─── Given text

Bitters remained a staple of a bartender’s repertoire until Prohibition, and it came in a myriad of varieties. Thomas liked to use a cardamom-based brand called Boker’s, which no longer exists, and in his martinis he always added a few dashes of orange bitters to the gin and vermouth before stirring—not shaking—the concoction. (The rule of thumb, according to purists, is to stir any booze that’s clear or brown and shake drinks with fruit juices, milk, cream, or eggs.) One of the mixologists at the Thomas party was Gary Regan, the coauthor of New Classic Cocktails, The Martini Companion, and, debuting this month, The Joy of Mixology: The Consummate Guide to the Bartender’s Craft. At the party he made a “martinez,” which called for sweetened gin, red vermouth, maraschino liqueur, and bitters. Though that may sound sweet, Regan says the dash of bitters balances the drink entirely. “Bitters can transform many regular drinks into a masterpiece,” says Regan. “They just add so much complexity.” Regan is such a fan of bitters, in fact, he plans to sell his own brand, Regans’ Orange Bitters No. 6 (available soon at www.sazerac.com). Why No. 6? “It took six tries to get it right,” he says, laughing.

──────
─── Data below

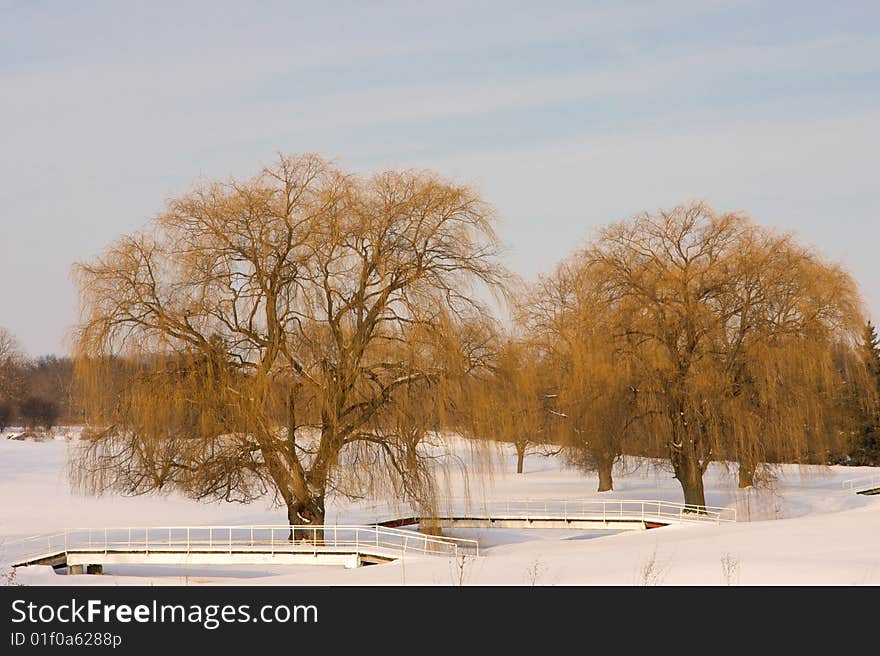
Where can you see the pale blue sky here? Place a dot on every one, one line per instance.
(566, 115)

──────

Work item :: In the text about bitters, what cardamom-based brand of bitters did Thomas like to use?

Solution to this problem :: Boker's